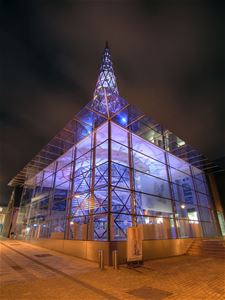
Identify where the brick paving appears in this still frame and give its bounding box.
[0,240,225,300]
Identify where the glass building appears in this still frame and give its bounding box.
[10,45,224,241]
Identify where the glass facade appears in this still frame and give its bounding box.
[14,44,220,241]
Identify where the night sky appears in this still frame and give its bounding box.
[0,0,225,204]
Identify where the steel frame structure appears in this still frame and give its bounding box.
[13,45,224,241]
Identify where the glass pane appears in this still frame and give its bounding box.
[168,153,191,175]
[134,171,170,198]
[96,122,108,145]
[111,122,128,146]
[95,141,108,166]
[132,134,165,163]
[111,141,129,166]
[133,151,168,180]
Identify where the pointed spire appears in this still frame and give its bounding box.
[91,41,128,117]
[94,41,119,97]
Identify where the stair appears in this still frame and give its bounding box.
[187,239,225,259]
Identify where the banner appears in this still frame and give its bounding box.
[127,227,142,262]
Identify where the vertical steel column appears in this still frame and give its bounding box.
[87,129,96,240]
[48,161,58,239]
[64,146,77,240]
[189,166,204,235]
[207,172,223,236]
[127,128,137,226]
[164,152,179,238]
[107,120,113,241]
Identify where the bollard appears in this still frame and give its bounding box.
[112,250,119,270]
[98,250,104,270]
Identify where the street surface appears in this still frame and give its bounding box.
[0,240,225,300]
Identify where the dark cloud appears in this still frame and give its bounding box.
[0,0,224,202]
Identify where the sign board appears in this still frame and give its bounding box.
[127,227,142,262]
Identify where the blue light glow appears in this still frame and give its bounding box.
[121,117,127,124]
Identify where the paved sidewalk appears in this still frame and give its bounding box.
[0,240,225,300]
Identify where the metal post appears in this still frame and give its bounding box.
[98,250,104,270]
[112,250,119,270]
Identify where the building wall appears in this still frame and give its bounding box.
[20,239,193,265]
[17,120,220,241]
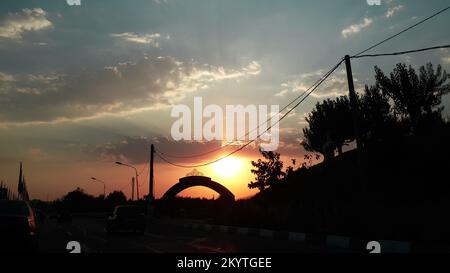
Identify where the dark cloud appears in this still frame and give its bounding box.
[0,57,260,122]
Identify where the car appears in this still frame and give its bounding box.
[0,200,39,252]
[106,205,145,234]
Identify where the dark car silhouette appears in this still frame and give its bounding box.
[0,200,38,252]
[106,206,145,234]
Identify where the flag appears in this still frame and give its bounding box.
[17,162,24,195]
[22,175,30,201]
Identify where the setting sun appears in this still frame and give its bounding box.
[213,157,243,177]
- - - - -
● **WHAT IS EXPECTED**: Retype the entries verbatim, from the line containing "Identify where the flag" up to and including the final line of the entries.

● **EXERCISE SOLUTION**:
Identify where the flag appears in this still frame and give its bounding box.
[17,162,24,195]
[22,175,30,201]
Identify where the setting sun appears in this still frame and give its bounding box.
[213,157,243,177]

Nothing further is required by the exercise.